EXERCISE REQUIREMENTS –
Report every line in the records below that contains the string "gear", copying each such line in full. Matching is case-sensitive.
** START **
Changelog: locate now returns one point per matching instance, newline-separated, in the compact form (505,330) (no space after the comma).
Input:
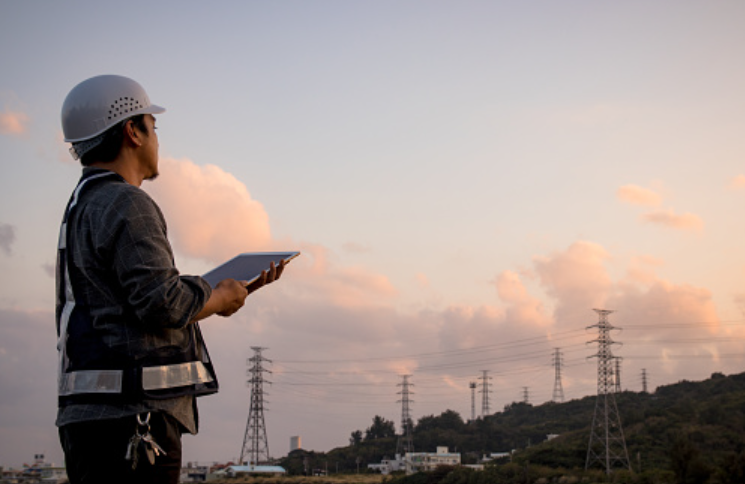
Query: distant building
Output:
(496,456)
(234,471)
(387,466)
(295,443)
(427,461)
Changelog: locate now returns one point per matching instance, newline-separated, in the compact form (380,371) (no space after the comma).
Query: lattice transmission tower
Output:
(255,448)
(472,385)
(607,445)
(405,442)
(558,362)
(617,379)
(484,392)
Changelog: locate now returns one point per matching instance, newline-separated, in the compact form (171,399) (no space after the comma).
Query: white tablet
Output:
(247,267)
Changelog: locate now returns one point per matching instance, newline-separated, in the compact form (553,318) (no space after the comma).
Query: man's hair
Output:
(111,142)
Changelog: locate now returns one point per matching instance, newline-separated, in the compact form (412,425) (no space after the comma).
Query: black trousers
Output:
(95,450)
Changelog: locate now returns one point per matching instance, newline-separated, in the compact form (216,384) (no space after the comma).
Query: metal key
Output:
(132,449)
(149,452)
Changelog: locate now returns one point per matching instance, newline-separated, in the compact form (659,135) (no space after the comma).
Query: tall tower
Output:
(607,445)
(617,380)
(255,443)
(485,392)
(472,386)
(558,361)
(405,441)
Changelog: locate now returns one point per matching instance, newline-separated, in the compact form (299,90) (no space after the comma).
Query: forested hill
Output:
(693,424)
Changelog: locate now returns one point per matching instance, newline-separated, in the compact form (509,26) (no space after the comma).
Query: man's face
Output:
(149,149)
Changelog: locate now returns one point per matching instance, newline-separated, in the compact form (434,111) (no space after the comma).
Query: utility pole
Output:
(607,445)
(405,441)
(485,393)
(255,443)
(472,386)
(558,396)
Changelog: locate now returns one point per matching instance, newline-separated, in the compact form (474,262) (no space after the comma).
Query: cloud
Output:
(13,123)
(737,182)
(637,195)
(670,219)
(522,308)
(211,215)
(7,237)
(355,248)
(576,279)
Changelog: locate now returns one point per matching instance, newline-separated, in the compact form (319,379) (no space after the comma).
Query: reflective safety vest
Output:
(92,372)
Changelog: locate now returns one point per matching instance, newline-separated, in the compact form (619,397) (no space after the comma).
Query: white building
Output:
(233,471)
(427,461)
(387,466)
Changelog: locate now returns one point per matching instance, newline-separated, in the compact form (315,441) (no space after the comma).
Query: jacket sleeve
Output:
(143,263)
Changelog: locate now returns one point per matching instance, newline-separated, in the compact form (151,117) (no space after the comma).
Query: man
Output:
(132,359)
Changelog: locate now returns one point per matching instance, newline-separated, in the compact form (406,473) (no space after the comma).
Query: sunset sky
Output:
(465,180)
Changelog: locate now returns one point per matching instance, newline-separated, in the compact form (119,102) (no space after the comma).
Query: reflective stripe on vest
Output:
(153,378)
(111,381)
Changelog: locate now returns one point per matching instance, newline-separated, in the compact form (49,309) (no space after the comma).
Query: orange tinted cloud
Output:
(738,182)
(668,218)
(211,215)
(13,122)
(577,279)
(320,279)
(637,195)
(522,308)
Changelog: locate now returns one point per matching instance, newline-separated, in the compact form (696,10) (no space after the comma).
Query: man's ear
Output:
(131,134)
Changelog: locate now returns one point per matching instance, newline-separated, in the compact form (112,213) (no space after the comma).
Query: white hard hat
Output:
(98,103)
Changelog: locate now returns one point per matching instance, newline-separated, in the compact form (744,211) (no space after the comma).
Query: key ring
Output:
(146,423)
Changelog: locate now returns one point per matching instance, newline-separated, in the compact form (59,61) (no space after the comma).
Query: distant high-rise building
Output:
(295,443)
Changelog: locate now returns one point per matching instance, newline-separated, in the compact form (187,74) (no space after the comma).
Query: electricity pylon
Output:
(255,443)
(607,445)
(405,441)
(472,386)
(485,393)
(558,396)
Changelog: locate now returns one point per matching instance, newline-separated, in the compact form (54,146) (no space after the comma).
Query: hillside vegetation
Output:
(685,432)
** END **
** START **
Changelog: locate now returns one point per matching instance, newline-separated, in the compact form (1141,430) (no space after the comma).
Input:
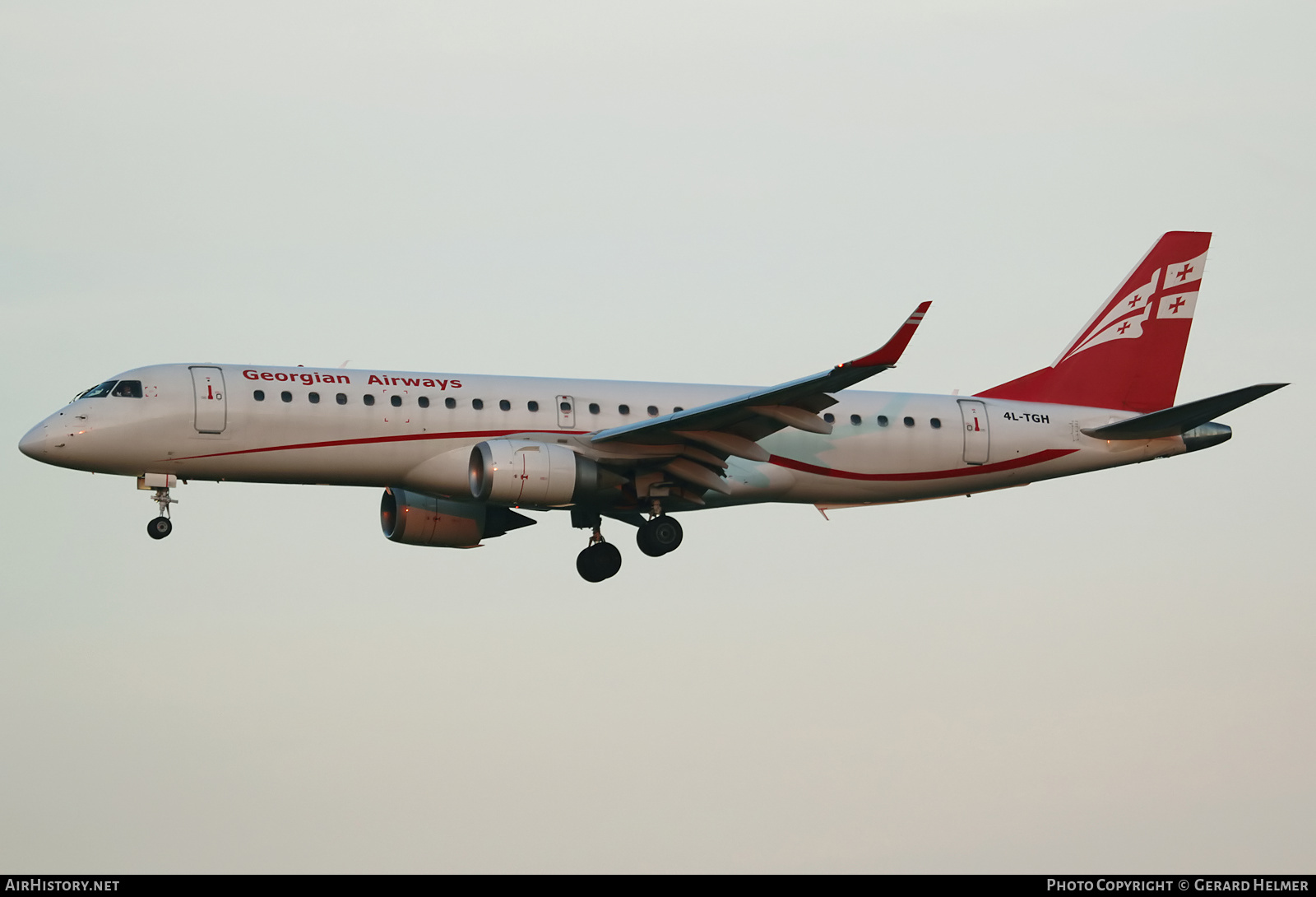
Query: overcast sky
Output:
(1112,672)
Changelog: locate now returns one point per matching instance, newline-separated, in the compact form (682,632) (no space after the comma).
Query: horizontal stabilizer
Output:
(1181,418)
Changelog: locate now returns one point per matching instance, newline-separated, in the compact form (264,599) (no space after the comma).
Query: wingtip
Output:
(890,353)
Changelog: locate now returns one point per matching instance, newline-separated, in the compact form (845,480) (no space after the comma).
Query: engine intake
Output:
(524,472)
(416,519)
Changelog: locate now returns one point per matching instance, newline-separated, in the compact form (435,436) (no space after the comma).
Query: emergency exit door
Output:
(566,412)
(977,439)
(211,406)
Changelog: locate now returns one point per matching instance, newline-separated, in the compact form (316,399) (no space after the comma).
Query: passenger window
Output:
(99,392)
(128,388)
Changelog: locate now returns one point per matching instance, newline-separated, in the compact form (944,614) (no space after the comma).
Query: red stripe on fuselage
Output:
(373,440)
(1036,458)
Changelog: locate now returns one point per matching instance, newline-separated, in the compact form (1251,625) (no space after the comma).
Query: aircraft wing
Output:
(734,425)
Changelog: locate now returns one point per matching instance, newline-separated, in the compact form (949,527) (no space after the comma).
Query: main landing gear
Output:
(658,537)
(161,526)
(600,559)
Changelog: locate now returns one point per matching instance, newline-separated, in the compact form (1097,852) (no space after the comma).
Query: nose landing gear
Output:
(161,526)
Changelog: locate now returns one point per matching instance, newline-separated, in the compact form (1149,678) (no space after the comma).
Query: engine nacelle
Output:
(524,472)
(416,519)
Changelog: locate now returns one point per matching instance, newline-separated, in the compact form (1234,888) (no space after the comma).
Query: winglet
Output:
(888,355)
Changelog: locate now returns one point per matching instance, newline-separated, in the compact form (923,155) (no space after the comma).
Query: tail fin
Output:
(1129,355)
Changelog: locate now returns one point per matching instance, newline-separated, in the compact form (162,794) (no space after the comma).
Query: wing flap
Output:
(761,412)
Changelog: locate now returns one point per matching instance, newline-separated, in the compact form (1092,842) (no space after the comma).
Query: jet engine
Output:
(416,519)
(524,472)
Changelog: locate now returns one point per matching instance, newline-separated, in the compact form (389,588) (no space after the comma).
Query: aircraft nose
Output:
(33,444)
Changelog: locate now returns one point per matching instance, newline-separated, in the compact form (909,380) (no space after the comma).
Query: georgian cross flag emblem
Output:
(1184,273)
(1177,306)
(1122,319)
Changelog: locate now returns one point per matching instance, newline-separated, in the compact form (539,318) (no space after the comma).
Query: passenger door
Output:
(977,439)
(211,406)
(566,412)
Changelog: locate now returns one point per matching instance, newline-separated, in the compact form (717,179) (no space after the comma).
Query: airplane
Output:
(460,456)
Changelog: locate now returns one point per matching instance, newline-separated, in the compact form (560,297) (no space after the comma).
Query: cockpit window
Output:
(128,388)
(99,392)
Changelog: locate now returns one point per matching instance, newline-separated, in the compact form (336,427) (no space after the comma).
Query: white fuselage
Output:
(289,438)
** END **
RESULT OF THE EXERCISE –
Query: main landing gear
Query: nose landing gear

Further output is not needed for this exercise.